The key factor isn’t whether you’re standing or sitting. It’s that you’re not moving. Walking, shifting your weight, or even flexing your calves activates the muscle pump that pushes blood upward. Aim to move around or stretch at least every 30 minutes if your job keeps you in one position.
Why Spider Veins Appear on Your Face
Facial spider veins have a somewhat different origin than the ones on your legs. Sun exposure is the primary culprit. UV radiation damages the collagen and elastic fibers in your skin over time, thinning it and weakening the tiny blood vessels underneath. Once those vessels lose structural support, they dilate and become visible, particularly on the nose, cheeks, and chin.
Smoking accelerates this process by further breaking down skin structure and reducing blood flow. Aging compounds the effect as skin naturally thins with each decade. Rosacea, a chronic skin condition that causes facial flushing, can also lead to visible spider veins on the face because the repeated dilation of blood vessels eventually becomes permanent.
Other Contributing Factors
Age is unavoidable. Vein walls and valves naturally lose elasticity as you get older, which is why spider veins become increasingly common past your 30s and 40s. Carrying extra weight puts additional pressure on leg veins, particularly in the lower legs and ankles. A history of blood clots can damage valves directly, leaving them unable to close properly even after the clot resolves.
Injuries to the skin, including surgical incisions, can also trigger spider veins in the surrounding area. Even certain medications that dilate blood vessels can contribute, particularly on sun-exposed skin.
What You Can Do About Them
Spider veins are almost always a cosmetic concern rather than a medical one, but that doesn’t make them less frustrating to deal with. Prevention focuses on keeping blood moving and reducing pressure on your veins:
- Move regularly. Walking, cycling, or any activity that engages your calf muscles helps push blood back toward your heart.
- Elevate your legs. Propping your feet above heart level for 15 minutes a few times a day reduces venous pressure.
- Protect your face from the sun. Daily sunscreen and shade help prevent the UV damage that leads to facial spider veins.
- Avoid crossing your legs for long periods. This can restrict blood flow and increase pressure in your superficial veins.
* * * * * * *
:: REQUIRED ACTIONS ::
1. Copy word for word everything in the spider veins passage from "What You Can" down to "facial spider veins.".
2. List the prevention steps that the spider veins passage gives as bullet points, using the short heading that opens each one.
* * * * * * *
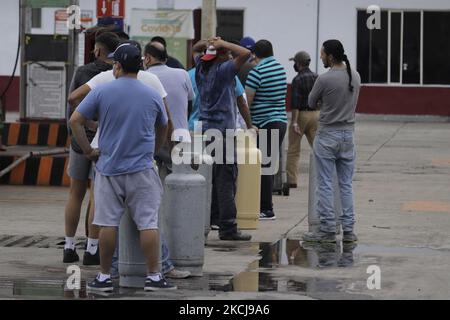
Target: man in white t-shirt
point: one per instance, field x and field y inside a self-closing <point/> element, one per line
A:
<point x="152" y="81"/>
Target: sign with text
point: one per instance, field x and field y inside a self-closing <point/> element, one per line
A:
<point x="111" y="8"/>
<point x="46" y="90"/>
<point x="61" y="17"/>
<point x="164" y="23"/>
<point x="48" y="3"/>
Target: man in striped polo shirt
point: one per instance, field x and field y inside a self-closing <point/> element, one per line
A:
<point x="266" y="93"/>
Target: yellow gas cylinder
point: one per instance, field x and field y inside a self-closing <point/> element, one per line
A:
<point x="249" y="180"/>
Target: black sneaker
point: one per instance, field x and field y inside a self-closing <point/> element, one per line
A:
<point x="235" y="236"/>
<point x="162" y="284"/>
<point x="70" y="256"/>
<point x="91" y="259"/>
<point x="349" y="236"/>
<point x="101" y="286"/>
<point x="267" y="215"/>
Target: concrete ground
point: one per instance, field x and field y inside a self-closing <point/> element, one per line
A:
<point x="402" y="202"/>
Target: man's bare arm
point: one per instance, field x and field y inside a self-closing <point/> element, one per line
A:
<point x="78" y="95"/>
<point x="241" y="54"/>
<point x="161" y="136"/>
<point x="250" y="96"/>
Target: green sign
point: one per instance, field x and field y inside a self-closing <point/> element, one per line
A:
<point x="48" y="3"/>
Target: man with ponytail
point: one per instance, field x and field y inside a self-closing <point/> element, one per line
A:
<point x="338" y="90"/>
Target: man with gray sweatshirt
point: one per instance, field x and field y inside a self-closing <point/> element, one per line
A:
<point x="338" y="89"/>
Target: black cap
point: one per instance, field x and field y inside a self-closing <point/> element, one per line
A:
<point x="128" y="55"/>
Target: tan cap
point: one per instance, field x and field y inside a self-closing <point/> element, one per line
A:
* * * * * * *
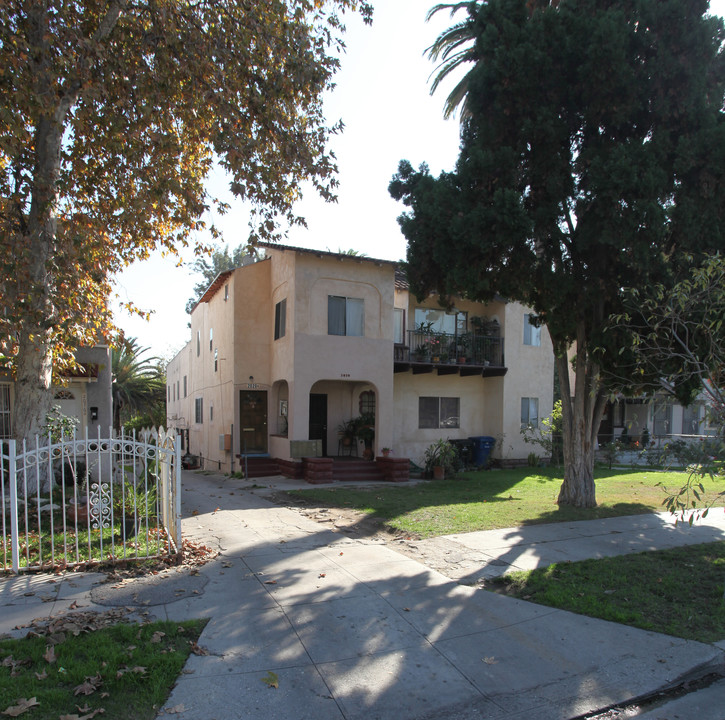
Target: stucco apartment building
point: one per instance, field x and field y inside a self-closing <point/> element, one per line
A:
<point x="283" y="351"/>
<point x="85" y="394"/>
* * * * * * *
:: SOLUTIONS TO THE EXERCISE ::
1.
What You Can Do About Them
Spider veins are almost always a cosmetic concern rather than a medical one, but that doesn’t make them less frustrating to deal with. Prevention focuses on keeping blood moving and reducing pressure on your veins:
- Move regularly. Walking, cycling, or any activity that engages your calf muscles helps push blood back toward your heart.
- Elevate your legs. Propping your feet above heart level for 15 minutes a few times a day reduces venous pressure.
- Protect your face from the sun. Daily sunscreen and shade help prevent the UV damage that leads to facial spider veins.

2.
- Move regularly.
- Elevate your legs.
- Protect your face from the sun.
- Avoid crossing your legs for long periods.